Your instructions >>
Output the records again verbatim.

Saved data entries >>
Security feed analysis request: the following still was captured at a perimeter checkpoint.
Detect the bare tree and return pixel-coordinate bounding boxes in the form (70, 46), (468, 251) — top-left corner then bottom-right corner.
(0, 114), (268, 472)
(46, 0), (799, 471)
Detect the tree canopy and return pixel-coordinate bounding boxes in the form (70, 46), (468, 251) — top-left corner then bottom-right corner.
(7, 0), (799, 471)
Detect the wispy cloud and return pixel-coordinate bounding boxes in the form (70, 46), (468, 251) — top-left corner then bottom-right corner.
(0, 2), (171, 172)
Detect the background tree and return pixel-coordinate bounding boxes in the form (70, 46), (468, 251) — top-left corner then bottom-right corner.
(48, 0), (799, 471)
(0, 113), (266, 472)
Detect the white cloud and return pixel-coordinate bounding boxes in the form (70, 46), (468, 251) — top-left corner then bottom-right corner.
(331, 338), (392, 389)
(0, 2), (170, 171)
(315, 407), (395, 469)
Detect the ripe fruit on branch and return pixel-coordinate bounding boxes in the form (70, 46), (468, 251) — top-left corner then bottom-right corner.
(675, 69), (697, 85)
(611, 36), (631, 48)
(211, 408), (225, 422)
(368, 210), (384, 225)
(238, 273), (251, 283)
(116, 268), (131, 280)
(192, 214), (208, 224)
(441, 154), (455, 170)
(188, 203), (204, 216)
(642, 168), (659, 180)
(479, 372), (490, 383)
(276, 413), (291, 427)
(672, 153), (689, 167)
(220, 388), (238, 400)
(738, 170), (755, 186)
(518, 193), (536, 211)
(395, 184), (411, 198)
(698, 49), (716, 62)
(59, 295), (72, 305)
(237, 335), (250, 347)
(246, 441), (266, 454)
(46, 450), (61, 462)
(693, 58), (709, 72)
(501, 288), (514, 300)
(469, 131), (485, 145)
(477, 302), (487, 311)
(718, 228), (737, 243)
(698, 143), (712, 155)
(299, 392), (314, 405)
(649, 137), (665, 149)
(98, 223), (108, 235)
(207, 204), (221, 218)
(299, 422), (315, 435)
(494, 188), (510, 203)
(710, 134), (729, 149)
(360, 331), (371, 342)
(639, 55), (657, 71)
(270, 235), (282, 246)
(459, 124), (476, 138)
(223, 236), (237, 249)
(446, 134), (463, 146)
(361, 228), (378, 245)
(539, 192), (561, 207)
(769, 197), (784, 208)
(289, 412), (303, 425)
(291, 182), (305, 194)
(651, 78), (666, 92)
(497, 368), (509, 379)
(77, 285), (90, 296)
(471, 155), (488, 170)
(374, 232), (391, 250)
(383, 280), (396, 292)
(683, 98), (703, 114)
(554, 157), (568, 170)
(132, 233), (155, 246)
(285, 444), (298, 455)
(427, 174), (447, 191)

Solution to this exercise >>
Security feed analysis request: the following still was captured at a perimeter checkpoint.
Detect the bare tree and return pixel-coordinate bounding boxes in the form (70, 46), (468, 251) — top-left corner then bottom-right corner.
(0, 114), (268, 472)
(46, 0), (799, 471)
Detect the tree canopy and return pixel-coordinate bounding boxes in the form (70, 46), (468, 251) — top-left corner then bottom-right corner.
(7, 0), (799, 471)
Detect the wispy cloud and return pixel-coordinate bounding boxes in the form (70, 46), (468, 251) — top-left corner then bottom-right corner.
(0, 2), (171, 172)
Detect the background tree and return pixel-coordinate bounding boxes in the form (70, 46), (468, 251) — top-left corner then bottom-right corner.
(48, 0), (799, 471)
(0, 113), (266, 472)
Detect the white cloud and return pixel-coordinate bounding boxes in the form (70, 46), (468, 251) — top-left corner then bottom-right corner.
(331, 338), (392, 389)
(0, 2), (170, 171)
(315, 407), (395, 469)
Detect the ripe fruit on branch and return pixel-coordinate bounding boxes in the form (70, 46), (468, 251) — top-left corner then bottom-right corner.
(675, 69), (697, 85)
(611, 36), (631, 48)
(211, 408), (225, 422)
(368, 210), (384, 225)
(238, 273), (251, 283)
(116, 268), (131, 280)
(192, 214), (208, 224)
(441, 154), (455, 170)
(188, 203), (204, 216)
(642, 168), (659, 180)
(479, 372), (490, 383)
(276, 413), (291, 427)
(672, 153), (689, 167)
(220, 388), (238, 400)
(738, 170), (755, 186)
(518, 193), (536, 211)
(395, 184), (411, 198)
(698, 49), (716, 62)
(59, 295), (72, 305)
(237, 335), (250, 347)
(246, 441), (266, 454)
(46, 450), (61, 462)
(693, 58), (709, 72)
(501, 288), (514, 300)
(469, 131), (485, 145)
(477, 302), (487, 311)
(718, 228), (737, 243)
(698, 143), (712, 155)
(299, 392), (314, 405)
(649, 137), (665, 149)
(98, 223), (108, 235)
(207, 204), (221, 218)
(299, 422), (315, 435)
(494, 188), (510, 203)
(710, 134), (729, 149)
(360, 331), (371, 342)
(639, 55), (657, 71)
(270, 235), (282, 246)
(459, 124), (476, 138)
(223, 236), (237, 249)
(446, 134), (463, 146)
(361, 228), (378, 245)
(539, 192), (561, 207)
(769, 197), (784, 208)
(289, 412), (303, 425)
(291, 182), (305, 194)
(651, 78), (666, 92)
(497, 368), (509, 379)
(77, 285), (90, 296)
(471, 155), (488, 170)
(374, 232), (391, 250)
(383, 280), (396, 292)
(683, 98), (703, 114)
(554, 157), (568, 170)
(132, 233), (155, 246)
(285, 444), (298, 455)
(427, 174), (447, 191)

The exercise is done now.